** Start Source passage **

Discussion

Ehren Bucholtz | Mon, 02/27/2017 - 14:24

Project Idea: Optical Structure Recognition

This is a project that I have been working on, and thought I could incorporate students into the project. Students in this course have varying levels of skills and abilities, depending on your skill levels, students might take on different aspects of this project if interested.

The project is based off of the OSRA program developed by Igor FIlippov at NCI.

https://cactus.nci.nih.gov/osra/

and Igor’s original goal was to create software that could read structures from published PDFs to extract the image data as SMILES strings.

and you can test it out here:

https://cactus.nci.nih.gov/cgi-bin/osra/index.cgi

you just upload a structure that you have drawn in a chemical drawing program that was subsequently saved as a gif or jpg.

I have contacted Igor, and in addition to some of my ideas, he has some great ideas that would be perfect for student projects.

  1. Using OSRA for hand written structures

I saw this as a way to remove the tedium of hand grading papers. I thought it would be great to have my 200 students answer a quiz question by drawing and submitting papers. I could have the software scan and see if they are correct. There seems to be evidence that handwriting improves learning. Students also draw structures when they do homework, but for large classes, we often test with multiple choice. Eventually, I would like to see if students have better learning outcomes if we stick to all drawing for example.

** End Source passage **

→ Task instructions
1) Can you repeat word for word the part of the optical structure recognition post that opens with the words containing "and you can" and closes with "gif or jpg."?
2) Answer these questions from the optical structure recognition post:
(a) At which institute was the OSRA program developed?
(b) In what image formats should a drawn structure be saved before uploading it to test the software?
(c) How many students does the poster want to have answer a quiz question by drawing?
The material after this point stands apart from the optical structure recognition post.

** Start Given material **

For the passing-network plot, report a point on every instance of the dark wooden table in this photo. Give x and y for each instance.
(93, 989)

** End Given material **

→ Task solutions
1)
and you can test it out here:

https://cactus.nci.nih.gov/cgi-bin/osra/index.cgi

you just upload a structure that you have drawn in a chemical drawing program that was subsequently saved as a gif or jpg.

2)
(a) NCI
(b) gif or jpg
(c) 200